--- Excerpt to read ---

In a letter to The Times, a group of distinguished academics, led by Eloise Stonborough, secretary of the Oxford University Poetry Society, suggests that the candidates in the race for the highly prestigious post should withdraw and nominations be reopened.
The move comes after the decision earlier this week of the Nobel Laureate Derek Walcott to withdraw from the election after an anonymous letter campaign against him.
Documents containing details of a sexual harassment claim made against Walcott by a Harvard student in 1982 were sent to around 100 of the 150,000 Oxford academics and graduates who are eligible to take part in the vote.
Walcott described it as “a degrading attempt at character assassination” and stood down. This turned the competition into a two-horse race between Ruth Padel, 63, a former chairman of the Poetry Society and the great-great-granddaughter of Charles Darwin, and Arvind Krishna Mehrotra, 62, a literary critic and professor of English at the University of Allahabad, India.
But the signatories of the letter have cried foul, arguing that “many other names might have been nominated for this post if Walcott had not been present in the race”.
Walcott’s sudden withdrawal has not given his supporters sufficient time to reconsider and re-evaluate the two remaining candidates, they add.

--- Given information ---

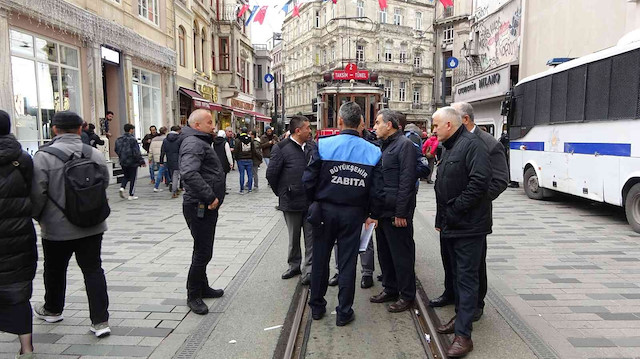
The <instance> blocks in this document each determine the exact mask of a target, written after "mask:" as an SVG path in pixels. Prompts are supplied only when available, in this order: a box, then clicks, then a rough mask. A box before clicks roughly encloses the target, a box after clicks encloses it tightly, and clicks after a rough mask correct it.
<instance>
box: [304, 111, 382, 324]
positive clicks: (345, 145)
mask: <svg viewBox="0 0 640 359" xmlns="http://www.w3.org/2000/svg"><path fill="white" fill-rule="evenodd" d="M362 122H363V118H362V110H361V109H360V106H358V104H356V103H355V102H346V103H345V104H343V105H342V106H341V107H340V110H339V113H338V128H339V129H340V134H339V135H336V136H331V137H325V138H321V139H320V140H319V141H318V149H317V151H316V152H315V153H314V154H313V156H312V160H311V163H310V164H309V166H307V169H306V170H305V173H304V175H303V183H304V185H305V189H306V191H307V196H308V197H309V199H310V200H312V201H313V204H312V205H311V206H310V208H309V215H308V220H309V222H310V223H311V224H312V225H313V267H312V272H311V297H310V300H309V306H310V307H311V315H312V318H313V319H314V320H319V319H321V318H322V317H323V316H324V314H325V312H326V305H327V301H326V300H325V299H324V296H325V294H326V292H327V286H328V281H329V260H330V257H331V249H332V248H333V245H334V243H336V241H337V243H338V249H339V250H338V262H339V264H338V265H339V268H340V271H339V275H338V286H339V291H338V302H339V304H338V306H337V307H336V314H337V315H336V325H337V326H344V325H347V324H348V323H350V322H352V321H353V320H354V319H355V314H354V312H353V309H352V308H351V307H352V305H353V298H354V295H355V281H356V262H357V256H358V248H359V245H360V233H361V230H362V224H363V223H366V224H367V225H369V224H370V223H375V220H373V219H372V217H373V218H375V217H376V214H375V213H372V212H374V211H372V208H371V205H372V204H373V203H378V202H377V201H379V199H377V198H376V196H377V193H378V192H377V191H376V188H379V187H378V186H379V185H380V181H381V178H380V176H381V172H380V157H381V152H380V149H379V148H378V147H377V146H375V145H373V144H371V143H369V142H367V141H366V140H364V139H362V138H361V137H360V133H359V132H358V128H359V127H360V126H361V125H362ZM376 178H377V180H376ZM376 183H377V184H376ZM371 197H373V198H374V200H372V199H371Z"/></svg>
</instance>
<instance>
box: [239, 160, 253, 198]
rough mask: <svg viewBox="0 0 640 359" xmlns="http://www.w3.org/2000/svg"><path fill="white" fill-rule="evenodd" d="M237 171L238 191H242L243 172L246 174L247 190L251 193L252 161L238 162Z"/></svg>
mask: <svg viewBox="0 0 640 359" xmlns="http://www.w3.org/2000/svg"><path fill="white" fill-rule="evenodd" d="M238 171H240V191H244V172H245V171H246V172H247V176H248V177H249V182H248V183H247V187H248V188H247V189H248V190H249V191H251V188H252V187H253V161H252V160H238Z"/></svg>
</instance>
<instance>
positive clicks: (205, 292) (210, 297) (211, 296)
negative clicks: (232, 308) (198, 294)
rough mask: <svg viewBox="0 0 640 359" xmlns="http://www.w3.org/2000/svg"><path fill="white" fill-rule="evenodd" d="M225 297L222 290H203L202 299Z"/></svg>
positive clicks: (206, 288) (202, 292) (208, 289)
mask: <svg viewBox="0 0 640 359" xmlns="http://www.w3.org/2000/svg"><path fill="white" fill-rule="evenodd" d="M223 295H224V290H222V289H213V288H211V287H207V288H205V289H203V290H202V298H220V297H222V296H223Z"/></svg>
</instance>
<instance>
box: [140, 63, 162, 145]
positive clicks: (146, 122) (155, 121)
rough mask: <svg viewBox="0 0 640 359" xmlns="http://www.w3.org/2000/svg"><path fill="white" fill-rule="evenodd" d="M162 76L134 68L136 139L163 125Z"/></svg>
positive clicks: (142, 69)
mask: <svg viewBox="0 0 640 359" xmlns="http://www.w3.org/2000/svg"><path fill="white" fill-rule="evenodd" d="M160 80H161V77H160V74H158V73H155V72H151V71H147V70H144V69H140V68H137V67H134V68H133V76H132V81H133V125H134V126H136V138H142V136H144V133H145V131H146V130H147V128H149V126H151V125H159V124H161V123H162V118H163V117H164V116H162V90H161V87H162V84H161V82H160Z"/></svg>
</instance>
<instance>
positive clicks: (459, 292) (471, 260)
mask: <svg viewBox="0 0 640 359" xmlns="http://www.w3.org/2000/svg"><path fill="white" fill-rule="evenodd" d="M486 238H487V236H486V235H483V236H477V237H468V238H447V239H446V245H447V250H448V251H449V257H450V259H451V268H452V269H453V271H452V272H453V282H454V285H455V290H454V292H455V303H456V324H455V331H456V335H459V336H463V337H467V338H471V330H472V323H473V314H474V312H475V310H476V307H477V305H478V287H479V285H480V283H479V279H478V277H479V274H478V273H479V268H480V262H481V261H482V246H483V242H484V241H486Z"/></svg>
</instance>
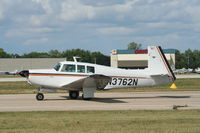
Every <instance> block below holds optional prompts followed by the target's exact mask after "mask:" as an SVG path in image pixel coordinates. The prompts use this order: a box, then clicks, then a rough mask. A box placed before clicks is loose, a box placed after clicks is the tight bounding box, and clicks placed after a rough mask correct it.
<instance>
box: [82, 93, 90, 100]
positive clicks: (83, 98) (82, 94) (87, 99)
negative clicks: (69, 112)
mask: <svg viewBox="0 0 200 133" xmlns="http://www.w3.org/2000/svg"><path fill="white" fill-rule="evenodd" d="M82 99H83V100H91V99H92V98H84V94H82Z"/></svg>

---

Directions for this task |
Name every person mentioned by name in the text about the Oxford poetry election above.

Reply |
Eloise Stonborough, Derek Walcott, Ruth Padel, Charles Darwin, Arvind Krishna Mehrotra